Begin Data lines
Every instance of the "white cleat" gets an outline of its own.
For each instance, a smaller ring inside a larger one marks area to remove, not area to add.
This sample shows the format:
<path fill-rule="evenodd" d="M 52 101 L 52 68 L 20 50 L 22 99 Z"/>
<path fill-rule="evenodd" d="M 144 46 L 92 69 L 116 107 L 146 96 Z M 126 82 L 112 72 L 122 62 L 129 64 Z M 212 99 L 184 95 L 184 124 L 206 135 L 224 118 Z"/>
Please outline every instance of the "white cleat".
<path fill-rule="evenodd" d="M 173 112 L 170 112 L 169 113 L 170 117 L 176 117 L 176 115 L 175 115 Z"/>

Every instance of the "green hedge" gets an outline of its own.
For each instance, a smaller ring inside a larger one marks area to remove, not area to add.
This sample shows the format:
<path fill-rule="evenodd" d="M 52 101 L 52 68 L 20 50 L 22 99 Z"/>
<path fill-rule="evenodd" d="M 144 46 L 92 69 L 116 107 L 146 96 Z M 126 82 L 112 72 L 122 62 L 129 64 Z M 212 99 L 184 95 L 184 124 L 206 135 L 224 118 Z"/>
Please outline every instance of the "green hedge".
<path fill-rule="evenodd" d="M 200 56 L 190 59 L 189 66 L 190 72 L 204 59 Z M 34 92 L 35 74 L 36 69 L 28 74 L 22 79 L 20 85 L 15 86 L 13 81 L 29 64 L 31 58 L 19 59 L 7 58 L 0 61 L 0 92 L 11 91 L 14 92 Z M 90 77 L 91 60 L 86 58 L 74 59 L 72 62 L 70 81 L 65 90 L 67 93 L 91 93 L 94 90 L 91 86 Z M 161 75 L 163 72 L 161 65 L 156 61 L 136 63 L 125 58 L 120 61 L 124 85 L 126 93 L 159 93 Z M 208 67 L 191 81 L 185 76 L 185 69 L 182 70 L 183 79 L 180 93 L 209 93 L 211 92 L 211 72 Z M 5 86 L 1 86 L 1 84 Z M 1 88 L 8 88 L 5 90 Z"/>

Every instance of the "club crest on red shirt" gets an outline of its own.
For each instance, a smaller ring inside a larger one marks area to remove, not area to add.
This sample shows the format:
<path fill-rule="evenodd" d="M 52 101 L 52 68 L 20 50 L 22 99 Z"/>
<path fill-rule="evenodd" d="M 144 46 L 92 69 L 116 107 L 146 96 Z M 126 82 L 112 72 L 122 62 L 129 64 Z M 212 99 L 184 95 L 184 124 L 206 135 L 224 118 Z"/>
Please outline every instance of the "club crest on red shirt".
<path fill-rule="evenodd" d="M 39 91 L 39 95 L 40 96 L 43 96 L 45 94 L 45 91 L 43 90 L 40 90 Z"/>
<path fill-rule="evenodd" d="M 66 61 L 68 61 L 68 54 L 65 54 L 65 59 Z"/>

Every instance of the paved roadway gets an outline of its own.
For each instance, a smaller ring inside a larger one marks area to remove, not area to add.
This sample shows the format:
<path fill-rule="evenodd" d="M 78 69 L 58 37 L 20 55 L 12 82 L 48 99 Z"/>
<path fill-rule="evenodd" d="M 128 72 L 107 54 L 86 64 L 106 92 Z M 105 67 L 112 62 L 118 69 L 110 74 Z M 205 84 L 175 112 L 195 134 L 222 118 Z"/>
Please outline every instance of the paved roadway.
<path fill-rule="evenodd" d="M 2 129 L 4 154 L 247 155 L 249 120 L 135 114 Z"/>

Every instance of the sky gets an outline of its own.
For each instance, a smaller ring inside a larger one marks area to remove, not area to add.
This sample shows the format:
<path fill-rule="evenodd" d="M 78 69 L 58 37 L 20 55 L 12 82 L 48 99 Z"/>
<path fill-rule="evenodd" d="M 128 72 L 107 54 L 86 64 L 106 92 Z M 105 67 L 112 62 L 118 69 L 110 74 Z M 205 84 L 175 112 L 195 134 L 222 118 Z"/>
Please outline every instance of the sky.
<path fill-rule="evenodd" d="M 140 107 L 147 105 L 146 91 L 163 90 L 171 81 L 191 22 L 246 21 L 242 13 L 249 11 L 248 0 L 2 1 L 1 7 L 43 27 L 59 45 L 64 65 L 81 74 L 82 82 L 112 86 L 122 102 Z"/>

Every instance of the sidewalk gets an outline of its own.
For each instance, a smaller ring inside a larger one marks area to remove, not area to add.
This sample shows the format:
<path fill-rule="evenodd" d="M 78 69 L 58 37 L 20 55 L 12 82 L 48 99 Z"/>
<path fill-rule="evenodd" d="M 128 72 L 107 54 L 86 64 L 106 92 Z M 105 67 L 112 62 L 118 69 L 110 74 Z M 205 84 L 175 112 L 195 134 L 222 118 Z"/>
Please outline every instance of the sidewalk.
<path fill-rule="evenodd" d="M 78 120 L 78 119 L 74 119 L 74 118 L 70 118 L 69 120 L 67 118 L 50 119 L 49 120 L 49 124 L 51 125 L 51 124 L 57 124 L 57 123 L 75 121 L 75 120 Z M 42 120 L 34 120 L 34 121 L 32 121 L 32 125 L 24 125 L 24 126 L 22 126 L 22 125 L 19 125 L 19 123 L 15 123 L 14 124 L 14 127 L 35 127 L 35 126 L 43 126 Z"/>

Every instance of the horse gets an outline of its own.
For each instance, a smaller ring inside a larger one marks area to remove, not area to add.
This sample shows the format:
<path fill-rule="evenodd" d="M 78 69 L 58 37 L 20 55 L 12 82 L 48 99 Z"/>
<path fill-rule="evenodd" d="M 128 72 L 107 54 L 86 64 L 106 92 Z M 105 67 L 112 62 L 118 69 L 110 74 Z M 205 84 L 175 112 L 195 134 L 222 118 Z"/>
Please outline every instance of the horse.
End Data lines
**Aim of the exercise:** Arrange the part of the material that starts at the line containing "Every instance of the sky gets" and runs through the end of the material as a JSON list of strings, with one string per line and blank lines omitted.

**The answer:**
[
  "Every instance of the sky gets an outline of its own.",
  "For each instance, a smaller ring inside a larger one marks area to remove, not area to add.",
  "This sample shows the format:",
  "<path fill-rule=\"evenodd\" d=\"M 78 69 L 58 37 L 20 55 L 12 82 L 48 99 Z\"/>",
  "<path fill-rule=\"evenodd\" d=\"M 128 72 L 107 54 L 86 64 L 106 92 Z M 105 67 L 112 62 L 118 69 L 110 74 Z M 205 84 L 175 112 L 195 134 L 222 118 Z\"/>",
  "Please outline every instance of the sky.",
  "<path fill-rule=\"evenodd\" d=\"M 140 107 L 147 105 L 146 91 L 163 90 L 171 81 L 191 22 L 246 21 L 242 13 L 249 11 L 248 0 L 2 1 L 1 7 L 43 27 L 59 45 L 64 65 L 81 74 L 82 82 L 112 86 L 122 102 Z\"/>",
  "Every instance of the sidewalk gets an outline of its own.",
  "For each instance, a smaller ring inside a larger one marks area to remove, not area to add.",
  "This sample shows the format:",
  "<path fill-rule=\"evenodd\" d=\"M 78 69 L 58 37 L 20 55 L 12 82 L 48 99 Z\"/>",
  "<path fill-rule=\"evenodd\" d=\"M 128 72 L 107 54 L 86 64 L 106 92 Z M 105 67 L 112 62 L 118 69 L 110 74 Z M 205 84 L 175 112 L 195 134 L 222 118 Z\"/>",
  "Please outline every instance of the sidewalk.",
  "<path fill-rule=\"evenodd\" d=\"M 78 120 L 78 119 L 74 119 L 74 118 L 70 118 L 69 120 L 67 118 L 50 119 L 49 120 L 49 124 L 51 125 L 51 124 L 57 124 L 57 123 L 75 121 L 75 120 Z M 42 120 L 34 120 L 34 121 L 32 121 L 32 125 L 24 125 L 24 126 L 22 126 L 22 125 L 19 125 L 19 123 L 15 123 L 14 124 L 14 127 L 35 127 L 35 126 L 43 126 Z\"/>",
  "Every instance of the horse gets an outline of its own.",
  "For each instance, a smaller ring inside a larger one marks area to remove, not area to add.",
  "This sample shows the format:",
  "<path fill-rule=\"evenodd\" d=\"M 78 69 L 58 37 L 20 55 L 12 82 L 48 99 Z\"/>",
  "<path fill-rule=\"evenodd\" d=\"M 128 72 L 107 54 L 86 64 L 106 92 Z M 105 67 L 112 62 L 118 69 L 110 74 Z M 205 84 L 175 112 L 195 134 L 222 118 Z\"/>",
  "Please outline every instance of the horse."
]